**TEXT BLOCK**

begin

Originally published Aug 23, 2015
Annemarie says
Hi! Wondering, how many cups of the mocha buttercream will this recipe yield? I am looking forward to making it, thank you for sharing the recipe!
Thanks, Annemarie
Olivia says
Hi Annemarie! I’m not 100% sure as I’ve never measured it, but if I had to guess I’d say about 5-6 cups?
emma says
This cake was SO GOOD and so pretty! It was also one of the best tasting cakes i have ever had! Thanks for sharing the recipe!!
Olivia says
Thanks Emma! I’m so glad you liked it 🙂
stephanie says
Hi!How can I make 3/4cup of strong brewed coffee?I have medium roast ground coffee.How about espresso powder for baking do I need to stir that in water or just directed to the mix like in the frostjng.I really wanted to make your recipe for my bestfriend hopefully this will turnout good its my first time to bake chocolate cake!Pls help me!Thank You!
Olivia says
Hi Stephanie, you need the water for in the cake. If you use espresso powder, just dissolve it in hot water before adding it into the cake. I hope that helps!
Kate says
Hi Olivia! I am a new member, I stumbled upon your site and everything looks gorgeous! I am making a cake this weekend for a joint birthday party and this looks perfect. However I don’t have 6 inch cake pans, I only have 9 inch. Should I double the recipe so I can have two 9 inch cakes tall enough to split into 4 layers?

end

**DATA**
begin

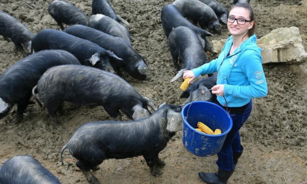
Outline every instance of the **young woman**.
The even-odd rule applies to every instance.
[[[233,122],[232,128],[218,153],[218,172],[199,173],[207,183],[226,183],[243,151],[239,130],[250,114],[251,99],[267,94],[262,49],[257,45],[254,34],[254,19],[253,9],[249,4],[233,5],[227,19],[231,35],[218,57],[198,68],[185,71],[183,74],[184,79],[191,78],[190,83],[200,74],[217,72],[217,85],[212,88],[212,93],[218,95],[219,105],[225,110],[227,108]]]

end

**WORK TO COMPLETE**
1) Reproduce the stretch of the comment thread from "Originally published Aug" through "about 5-6 cups?", word for word.
2) Answer these questions using the comment thread.
(a) About how many cups of mocha buttercream does Olivia guess the recipe makes?
(b) What size of cake pans does Kate say she has?
(c) What does Olivia tell Stephanie to do with espresso powder before adding it to the cake?

**ANSWERS TO THE EXERCISES**
1)
Originally published Aug 23, 2015
Annemarie says
Hi! Wondering, how many cups of the mocha buttercream will this recipe yield? I am looking forward to making it, thank you for sharing the recipe!
Thanks, Annemarie
Olivia says
Hi Annemarie! I’m not 100% sure as I’ve never measured it, but if I had to guess I’d say about 5-6 cups?

2)
(a) About 5-6 cups.
(b) Only 9 inch pans.
(c) Dissolve it in hot water.